- SUPPLIED RECORDS -
========================================================================

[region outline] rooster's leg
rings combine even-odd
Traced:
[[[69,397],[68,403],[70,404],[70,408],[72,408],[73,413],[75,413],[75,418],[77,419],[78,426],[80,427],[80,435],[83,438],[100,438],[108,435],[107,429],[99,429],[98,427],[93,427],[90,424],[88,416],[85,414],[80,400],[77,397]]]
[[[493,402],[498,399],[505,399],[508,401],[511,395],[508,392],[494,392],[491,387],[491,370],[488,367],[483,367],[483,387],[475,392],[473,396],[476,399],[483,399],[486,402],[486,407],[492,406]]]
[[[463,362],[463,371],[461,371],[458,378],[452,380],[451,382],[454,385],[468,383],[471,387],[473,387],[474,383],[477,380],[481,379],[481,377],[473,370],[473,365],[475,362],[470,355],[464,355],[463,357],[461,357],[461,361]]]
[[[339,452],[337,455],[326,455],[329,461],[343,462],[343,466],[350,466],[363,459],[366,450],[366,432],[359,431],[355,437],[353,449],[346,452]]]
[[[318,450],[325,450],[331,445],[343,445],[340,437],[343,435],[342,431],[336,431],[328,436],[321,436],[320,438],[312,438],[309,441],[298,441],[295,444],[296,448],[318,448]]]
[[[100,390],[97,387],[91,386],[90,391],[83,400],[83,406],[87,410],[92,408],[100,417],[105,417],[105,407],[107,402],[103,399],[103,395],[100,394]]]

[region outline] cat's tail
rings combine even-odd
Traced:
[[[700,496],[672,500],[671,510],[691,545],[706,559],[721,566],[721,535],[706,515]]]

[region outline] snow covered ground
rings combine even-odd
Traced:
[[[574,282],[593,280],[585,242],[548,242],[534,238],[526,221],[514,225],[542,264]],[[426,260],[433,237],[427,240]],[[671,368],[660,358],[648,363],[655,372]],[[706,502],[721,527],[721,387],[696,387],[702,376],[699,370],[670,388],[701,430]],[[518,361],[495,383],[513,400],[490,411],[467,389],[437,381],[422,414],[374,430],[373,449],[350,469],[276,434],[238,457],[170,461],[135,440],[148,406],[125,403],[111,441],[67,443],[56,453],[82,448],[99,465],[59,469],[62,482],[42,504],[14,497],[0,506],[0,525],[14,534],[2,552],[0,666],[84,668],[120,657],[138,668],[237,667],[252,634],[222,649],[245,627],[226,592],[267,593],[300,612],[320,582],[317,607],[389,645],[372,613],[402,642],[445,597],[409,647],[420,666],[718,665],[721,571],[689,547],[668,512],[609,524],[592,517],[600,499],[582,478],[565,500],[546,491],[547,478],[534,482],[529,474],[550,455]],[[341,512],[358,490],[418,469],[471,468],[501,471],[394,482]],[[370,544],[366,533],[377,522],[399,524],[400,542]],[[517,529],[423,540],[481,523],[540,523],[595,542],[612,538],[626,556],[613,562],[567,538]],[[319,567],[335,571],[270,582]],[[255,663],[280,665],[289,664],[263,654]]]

========================================================================

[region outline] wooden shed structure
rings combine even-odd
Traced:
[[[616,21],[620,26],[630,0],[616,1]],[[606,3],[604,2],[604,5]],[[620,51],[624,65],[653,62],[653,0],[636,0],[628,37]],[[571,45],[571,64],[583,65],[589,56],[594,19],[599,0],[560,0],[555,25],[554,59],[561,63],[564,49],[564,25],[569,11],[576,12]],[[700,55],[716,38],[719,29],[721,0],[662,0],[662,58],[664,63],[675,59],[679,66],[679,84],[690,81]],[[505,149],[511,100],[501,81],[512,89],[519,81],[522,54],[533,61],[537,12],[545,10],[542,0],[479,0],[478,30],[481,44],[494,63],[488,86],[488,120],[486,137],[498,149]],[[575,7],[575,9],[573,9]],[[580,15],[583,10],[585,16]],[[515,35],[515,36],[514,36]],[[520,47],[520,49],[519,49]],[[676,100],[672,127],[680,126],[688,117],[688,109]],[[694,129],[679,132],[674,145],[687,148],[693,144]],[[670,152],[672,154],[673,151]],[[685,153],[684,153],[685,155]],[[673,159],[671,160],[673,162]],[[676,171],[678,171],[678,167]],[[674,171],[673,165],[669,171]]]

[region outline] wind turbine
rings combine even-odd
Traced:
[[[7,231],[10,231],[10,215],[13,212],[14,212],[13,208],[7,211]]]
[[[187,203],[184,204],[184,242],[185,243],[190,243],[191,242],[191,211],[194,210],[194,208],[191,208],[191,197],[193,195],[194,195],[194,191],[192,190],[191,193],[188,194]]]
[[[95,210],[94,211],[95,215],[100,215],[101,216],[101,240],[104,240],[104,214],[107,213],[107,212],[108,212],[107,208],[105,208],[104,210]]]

========================================================================

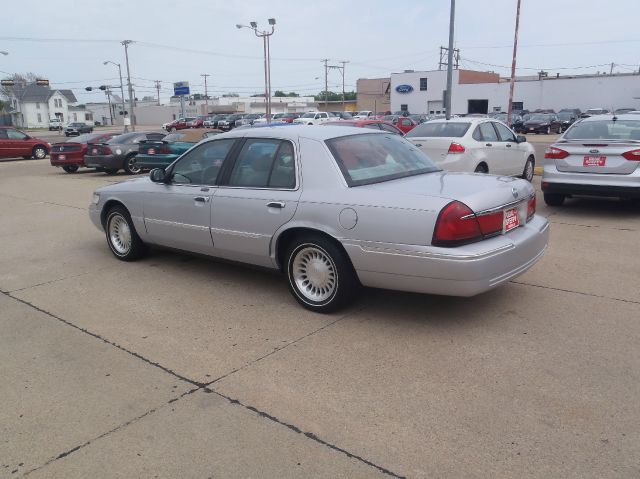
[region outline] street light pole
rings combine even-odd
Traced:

========================================================================

Whenever the string "region" shows up in a line of the records, copy that line.

- OUTPUT -
[region outline] rooster's leg
[region outline] cat's tail
[region outline] snow covered ground
[region outline] wooden shed structure
[region outline] wind turbine
[region outline] street light pole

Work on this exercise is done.